EXERCISE BRIEF:
Your task is to transcribe, word for word, the line containing "crown? Mark that spot." and all lines that follow it to the end of the entries. Leave out the pictures.

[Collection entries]
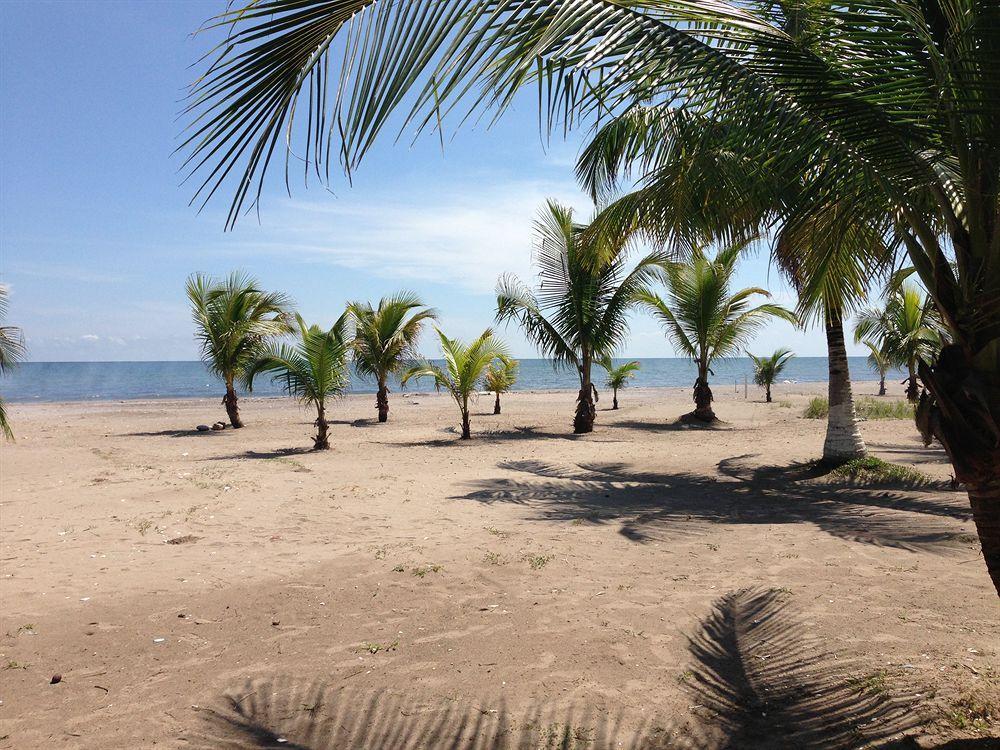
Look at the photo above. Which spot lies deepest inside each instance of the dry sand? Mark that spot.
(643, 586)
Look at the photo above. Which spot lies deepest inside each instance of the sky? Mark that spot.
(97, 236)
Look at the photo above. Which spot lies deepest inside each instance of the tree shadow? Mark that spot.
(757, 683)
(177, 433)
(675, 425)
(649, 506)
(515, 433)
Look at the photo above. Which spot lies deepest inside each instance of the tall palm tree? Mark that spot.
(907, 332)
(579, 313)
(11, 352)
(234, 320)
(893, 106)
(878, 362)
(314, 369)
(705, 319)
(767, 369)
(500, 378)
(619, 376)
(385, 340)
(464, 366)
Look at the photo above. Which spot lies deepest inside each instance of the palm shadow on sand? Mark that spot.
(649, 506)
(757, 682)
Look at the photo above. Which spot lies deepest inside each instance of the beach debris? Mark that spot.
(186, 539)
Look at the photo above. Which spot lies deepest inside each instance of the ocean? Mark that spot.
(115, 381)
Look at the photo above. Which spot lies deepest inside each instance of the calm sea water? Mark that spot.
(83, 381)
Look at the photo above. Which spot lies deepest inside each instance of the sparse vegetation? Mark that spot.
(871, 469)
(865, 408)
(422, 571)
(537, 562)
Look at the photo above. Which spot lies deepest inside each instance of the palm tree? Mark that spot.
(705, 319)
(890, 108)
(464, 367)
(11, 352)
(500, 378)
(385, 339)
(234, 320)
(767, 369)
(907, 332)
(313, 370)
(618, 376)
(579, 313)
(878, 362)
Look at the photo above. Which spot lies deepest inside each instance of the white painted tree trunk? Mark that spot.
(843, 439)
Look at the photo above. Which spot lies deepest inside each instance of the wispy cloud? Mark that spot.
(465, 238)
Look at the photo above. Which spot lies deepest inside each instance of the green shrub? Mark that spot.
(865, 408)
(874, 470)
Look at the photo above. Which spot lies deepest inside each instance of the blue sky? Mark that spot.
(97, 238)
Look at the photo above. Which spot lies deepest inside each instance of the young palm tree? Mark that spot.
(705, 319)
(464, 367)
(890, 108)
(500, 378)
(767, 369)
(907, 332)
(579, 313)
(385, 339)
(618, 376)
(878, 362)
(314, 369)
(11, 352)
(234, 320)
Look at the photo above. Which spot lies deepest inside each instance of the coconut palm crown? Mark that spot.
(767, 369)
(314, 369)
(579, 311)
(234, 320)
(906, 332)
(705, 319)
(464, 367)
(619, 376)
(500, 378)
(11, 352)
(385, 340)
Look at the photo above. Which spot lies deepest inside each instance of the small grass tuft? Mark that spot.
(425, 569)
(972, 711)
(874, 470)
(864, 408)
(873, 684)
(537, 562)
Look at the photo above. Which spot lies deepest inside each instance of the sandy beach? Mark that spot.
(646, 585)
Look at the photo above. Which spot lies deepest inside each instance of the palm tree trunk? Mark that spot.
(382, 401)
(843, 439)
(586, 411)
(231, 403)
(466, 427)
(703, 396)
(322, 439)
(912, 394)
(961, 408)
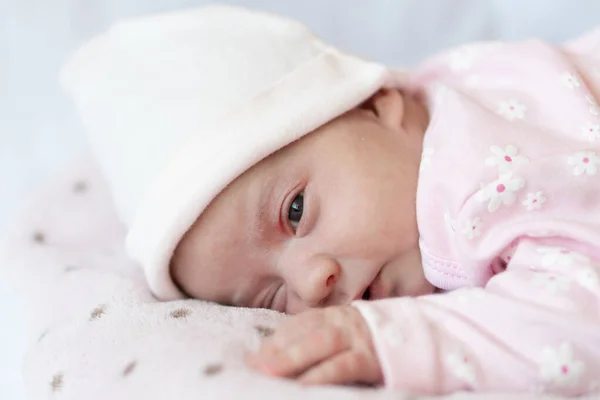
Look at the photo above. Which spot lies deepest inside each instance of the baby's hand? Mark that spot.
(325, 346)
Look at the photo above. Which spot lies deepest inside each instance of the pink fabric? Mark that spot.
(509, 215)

REPLY:
Look at the photo above. Which spot lies deepest inside each instance of the coconut palm crown? Mark that spot.
(767, 369)
(314, 369)
(579, 311)
(234, 320)
(906, 332)
(705, 319)
(464, 367)
(619, 376)
(500, 378)
(11, 352)
(385, 340)
Look at the photo above. Which spot lies deepest inside each instance of the small grass tuft? Mark that spot.
(425, 569)
(972, 711)
(874, 470)
(864, 408)
(873, 684)
(537, 562)
Look at the photo above. Which spot lies deepest inside each instance of the sandy beach? Mark that spot.
(646, 585)
Look at the photo above. Which spot lies deepest inside each instance of the palm tree trunk? Mark that spot.
(382, 401)
(843, 439)
(586, 411)
(231, 403)
(466, 427)
(703, 396)
(322, 439)
(912, 394)
(961, 408)
Look at the photo above. Which spot lies deepest inside each instance of the baby's hand? Mark that spot.
(325, 346)
Look at the photo above. Which spot lies deepest inside each instance of the pink fabric? Mark that spot.
(509, 215)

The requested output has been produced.